• PROBLEM DETAILS:
Write out only the lines running from the one that contains "walking in the photo above." to the end of the material, both ends included.

-- start EXERCISE INPUTS --

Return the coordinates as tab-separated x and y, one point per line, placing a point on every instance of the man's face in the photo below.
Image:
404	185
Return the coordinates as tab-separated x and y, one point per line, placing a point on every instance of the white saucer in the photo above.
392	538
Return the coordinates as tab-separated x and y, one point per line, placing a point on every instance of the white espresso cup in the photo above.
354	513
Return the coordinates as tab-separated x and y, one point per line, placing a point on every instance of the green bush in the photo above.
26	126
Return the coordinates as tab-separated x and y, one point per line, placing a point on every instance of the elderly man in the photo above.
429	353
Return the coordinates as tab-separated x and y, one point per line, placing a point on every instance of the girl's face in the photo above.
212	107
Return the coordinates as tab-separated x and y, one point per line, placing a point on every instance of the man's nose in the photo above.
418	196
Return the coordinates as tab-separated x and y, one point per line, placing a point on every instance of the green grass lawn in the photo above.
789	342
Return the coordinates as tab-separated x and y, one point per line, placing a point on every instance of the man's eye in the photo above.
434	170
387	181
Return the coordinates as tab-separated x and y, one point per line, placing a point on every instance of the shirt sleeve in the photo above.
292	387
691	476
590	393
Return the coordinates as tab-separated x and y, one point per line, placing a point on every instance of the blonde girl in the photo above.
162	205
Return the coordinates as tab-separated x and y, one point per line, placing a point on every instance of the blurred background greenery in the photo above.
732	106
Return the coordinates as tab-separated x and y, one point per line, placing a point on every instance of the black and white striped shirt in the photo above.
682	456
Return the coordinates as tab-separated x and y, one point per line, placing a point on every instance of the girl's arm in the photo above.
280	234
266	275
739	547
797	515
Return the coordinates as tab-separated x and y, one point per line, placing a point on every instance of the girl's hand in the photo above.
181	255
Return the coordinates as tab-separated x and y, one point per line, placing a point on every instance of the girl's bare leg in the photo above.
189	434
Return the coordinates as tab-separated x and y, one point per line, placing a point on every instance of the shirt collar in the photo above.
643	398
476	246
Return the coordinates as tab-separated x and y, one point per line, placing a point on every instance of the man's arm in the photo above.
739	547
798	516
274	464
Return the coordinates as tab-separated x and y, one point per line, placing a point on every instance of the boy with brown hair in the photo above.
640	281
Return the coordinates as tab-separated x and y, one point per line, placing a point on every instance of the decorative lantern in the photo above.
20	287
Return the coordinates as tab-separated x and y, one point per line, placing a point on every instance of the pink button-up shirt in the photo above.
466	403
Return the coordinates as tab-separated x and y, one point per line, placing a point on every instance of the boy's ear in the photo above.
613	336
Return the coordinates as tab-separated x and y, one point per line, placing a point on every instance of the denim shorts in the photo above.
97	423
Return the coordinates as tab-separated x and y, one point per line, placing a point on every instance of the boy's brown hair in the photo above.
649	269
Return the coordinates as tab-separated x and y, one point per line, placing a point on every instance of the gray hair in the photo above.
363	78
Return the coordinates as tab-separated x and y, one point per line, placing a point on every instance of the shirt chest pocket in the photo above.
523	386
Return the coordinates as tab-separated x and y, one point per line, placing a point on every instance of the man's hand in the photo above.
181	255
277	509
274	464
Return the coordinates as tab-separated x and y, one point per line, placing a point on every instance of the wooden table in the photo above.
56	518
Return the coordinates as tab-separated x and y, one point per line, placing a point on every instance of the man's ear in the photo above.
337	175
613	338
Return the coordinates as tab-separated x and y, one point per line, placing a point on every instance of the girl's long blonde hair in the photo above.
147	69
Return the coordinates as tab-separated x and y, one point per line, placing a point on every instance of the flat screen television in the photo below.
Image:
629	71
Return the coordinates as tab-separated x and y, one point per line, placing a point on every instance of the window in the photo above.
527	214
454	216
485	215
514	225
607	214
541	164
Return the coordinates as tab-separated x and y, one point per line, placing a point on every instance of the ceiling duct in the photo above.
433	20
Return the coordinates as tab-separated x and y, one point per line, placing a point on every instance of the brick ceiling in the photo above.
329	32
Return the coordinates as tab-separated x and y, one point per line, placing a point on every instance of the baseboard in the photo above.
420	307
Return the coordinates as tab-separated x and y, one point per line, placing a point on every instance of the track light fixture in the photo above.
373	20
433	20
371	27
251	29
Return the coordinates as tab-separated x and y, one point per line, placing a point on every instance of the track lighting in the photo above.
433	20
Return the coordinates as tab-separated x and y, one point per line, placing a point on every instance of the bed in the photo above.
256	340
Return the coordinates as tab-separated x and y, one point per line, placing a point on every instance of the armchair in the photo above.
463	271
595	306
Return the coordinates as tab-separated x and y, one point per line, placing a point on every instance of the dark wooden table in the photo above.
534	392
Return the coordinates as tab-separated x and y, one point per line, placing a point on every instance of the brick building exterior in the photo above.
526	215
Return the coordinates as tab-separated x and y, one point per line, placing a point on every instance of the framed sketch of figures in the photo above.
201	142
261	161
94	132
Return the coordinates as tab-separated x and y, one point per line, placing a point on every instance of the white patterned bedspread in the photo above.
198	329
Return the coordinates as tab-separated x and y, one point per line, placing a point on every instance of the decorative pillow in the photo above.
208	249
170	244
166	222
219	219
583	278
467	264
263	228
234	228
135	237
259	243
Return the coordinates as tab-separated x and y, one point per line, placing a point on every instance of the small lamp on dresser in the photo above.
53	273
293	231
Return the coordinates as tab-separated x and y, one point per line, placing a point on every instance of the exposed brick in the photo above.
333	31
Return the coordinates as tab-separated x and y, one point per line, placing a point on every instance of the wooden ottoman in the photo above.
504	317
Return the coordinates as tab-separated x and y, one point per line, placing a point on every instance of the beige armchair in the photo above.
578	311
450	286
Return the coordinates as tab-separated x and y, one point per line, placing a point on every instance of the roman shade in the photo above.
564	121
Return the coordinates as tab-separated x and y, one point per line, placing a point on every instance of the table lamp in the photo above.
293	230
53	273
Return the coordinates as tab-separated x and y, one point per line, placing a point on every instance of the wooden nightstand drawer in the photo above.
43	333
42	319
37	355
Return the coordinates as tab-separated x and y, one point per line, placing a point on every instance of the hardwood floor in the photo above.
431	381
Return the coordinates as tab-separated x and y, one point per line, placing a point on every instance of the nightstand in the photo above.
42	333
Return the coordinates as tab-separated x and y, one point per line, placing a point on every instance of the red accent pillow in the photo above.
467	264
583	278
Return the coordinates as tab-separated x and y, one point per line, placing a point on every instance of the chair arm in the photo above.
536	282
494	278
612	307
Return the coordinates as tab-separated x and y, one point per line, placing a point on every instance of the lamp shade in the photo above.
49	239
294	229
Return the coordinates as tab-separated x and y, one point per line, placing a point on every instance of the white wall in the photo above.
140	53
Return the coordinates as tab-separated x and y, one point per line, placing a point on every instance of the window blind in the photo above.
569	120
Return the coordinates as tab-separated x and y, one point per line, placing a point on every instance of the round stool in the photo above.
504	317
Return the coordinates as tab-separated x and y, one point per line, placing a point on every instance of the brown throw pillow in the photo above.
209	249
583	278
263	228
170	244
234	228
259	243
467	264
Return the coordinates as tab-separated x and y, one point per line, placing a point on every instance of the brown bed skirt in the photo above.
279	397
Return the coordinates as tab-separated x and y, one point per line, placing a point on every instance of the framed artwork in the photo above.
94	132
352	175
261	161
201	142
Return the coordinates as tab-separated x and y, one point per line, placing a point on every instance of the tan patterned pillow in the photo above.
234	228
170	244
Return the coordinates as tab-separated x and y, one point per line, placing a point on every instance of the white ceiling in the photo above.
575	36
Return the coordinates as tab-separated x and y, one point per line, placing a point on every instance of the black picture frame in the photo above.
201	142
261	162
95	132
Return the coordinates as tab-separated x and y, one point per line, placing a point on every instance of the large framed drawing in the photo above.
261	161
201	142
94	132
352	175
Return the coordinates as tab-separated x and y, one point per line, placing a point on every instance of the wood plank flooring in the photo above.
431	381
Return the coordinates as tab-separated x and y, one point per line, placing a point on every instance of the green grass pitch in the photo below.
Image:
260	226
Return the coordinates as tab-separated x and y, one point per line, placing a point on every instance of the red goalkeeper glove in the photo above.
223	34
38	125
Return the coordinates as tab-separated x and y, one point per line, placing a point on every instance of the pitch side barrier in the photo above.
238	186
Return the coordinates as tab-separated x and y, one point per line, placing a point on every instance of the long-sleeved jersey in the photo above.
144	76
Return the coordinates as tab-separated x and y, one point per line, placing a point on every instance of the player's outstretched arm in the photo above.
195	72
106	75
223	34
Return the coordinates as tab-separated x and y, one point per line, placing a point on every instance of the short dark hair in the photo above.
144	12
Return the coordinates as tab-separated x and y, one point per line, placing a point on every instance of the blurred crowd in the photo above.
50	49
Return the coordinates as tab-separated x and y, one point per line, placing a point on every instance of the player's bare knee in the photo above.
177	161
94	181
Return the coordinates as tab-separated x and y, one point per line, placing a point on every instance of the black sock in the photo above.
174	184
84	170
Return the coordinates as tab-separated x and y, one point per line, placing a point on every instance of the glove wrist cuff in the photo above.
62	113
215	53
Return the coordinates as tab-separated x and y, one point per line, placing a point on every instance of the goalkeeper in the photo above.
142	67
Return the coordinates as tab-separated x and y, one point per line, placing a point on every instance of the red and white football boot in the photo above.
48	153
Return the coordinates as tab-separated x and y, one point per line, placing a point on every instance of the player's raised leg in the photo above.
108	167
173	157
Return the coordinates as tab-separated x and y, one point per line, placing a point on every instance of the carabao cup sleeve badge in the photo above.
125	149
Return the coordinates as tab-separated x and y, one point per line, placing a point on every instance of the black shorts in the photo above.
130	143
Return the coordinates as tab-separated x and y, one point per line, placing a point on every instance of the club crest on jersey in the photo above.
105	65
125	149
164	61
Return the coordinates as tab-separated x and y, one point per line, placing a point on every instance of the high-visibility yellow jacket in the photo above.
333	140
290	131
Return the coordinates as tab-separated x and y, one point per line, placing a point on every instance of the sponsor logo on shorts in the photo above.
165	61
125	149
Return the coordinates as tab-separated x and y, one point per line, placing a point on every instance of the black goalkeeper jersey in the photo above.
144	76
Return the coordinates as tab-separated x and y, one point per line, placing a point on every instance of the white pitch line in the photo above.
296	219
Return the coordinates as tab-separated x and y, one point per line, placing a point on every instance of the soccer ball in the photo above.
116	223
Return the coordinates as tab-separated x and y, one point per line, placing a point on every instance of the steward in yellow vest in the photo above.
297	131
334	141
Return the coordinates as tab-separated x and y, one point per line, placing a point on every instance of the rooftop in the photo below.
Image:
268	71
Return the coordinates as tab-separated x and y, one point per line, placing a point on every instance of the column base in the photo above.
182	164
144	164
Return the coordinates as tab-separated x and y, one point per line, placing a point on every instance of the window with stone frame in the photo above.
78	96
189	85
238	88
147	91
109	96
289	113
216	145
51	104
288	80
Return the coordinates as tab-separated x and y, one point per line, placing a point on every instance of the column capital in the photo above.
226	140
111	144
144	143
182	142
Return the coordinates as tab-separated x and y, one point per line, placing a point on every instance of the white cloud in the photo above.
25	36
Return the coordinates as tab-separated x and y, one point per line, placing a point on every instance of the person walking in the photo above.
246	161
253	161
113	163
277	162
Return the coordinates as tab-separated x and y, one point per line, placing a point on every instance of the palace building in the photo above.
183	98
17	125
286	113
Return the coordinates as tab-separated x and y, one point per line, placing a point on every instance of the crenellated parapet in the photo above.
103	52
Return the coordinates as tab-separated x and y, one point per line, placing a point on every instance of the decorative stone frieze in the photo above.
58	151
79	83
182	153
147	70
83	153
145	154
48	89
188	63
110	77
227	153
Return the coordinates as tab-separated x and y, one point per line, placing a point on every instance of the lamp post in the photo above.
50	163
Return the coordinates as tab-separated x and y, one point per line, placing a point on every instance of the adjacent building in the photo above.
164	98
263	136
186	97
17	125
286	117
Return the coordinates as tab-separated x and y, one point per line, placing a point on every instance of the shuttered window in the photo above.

-- end EXERCISE INPUTS --

• TASK RESULT:
Return the coordinates as tab-separated x and y, one point per line, placing a point on every instance of the person walking in the photo above.
246	161
253	161
113	163
277	162
Return the coordinates as tab-separated x and y, one point per line, placing a point on every instance of the palace building in the photo above.
183	98
17	125
286	113
Return the coordinates as tab-separated x and y, one point per line, placing a point on every instance of the crenellated parapet in the photo above.
103	52
Return the coordinates as tab-separated x and y, one point per line, placing a point on every instance of the decorative stone frieze in the photo above.
58	151
79	83
182	153
147	70
83	153
145	154
48	89
188	63
110	77
227	153
Return the coordinates as tab-separated x and y, one point per line, placing a point on every instance of the lamp post in the photo above.
50	163
Return the coordinates as tab-separated x and y, one point per line, placing a point on every instance of the adjacent building in the photo above.
164	98
263	136
186	97
17	125
286	117
Return the coordinates as tab-separated x and y, one point per line, placing a point on every instance of the shuttered window in the photo above.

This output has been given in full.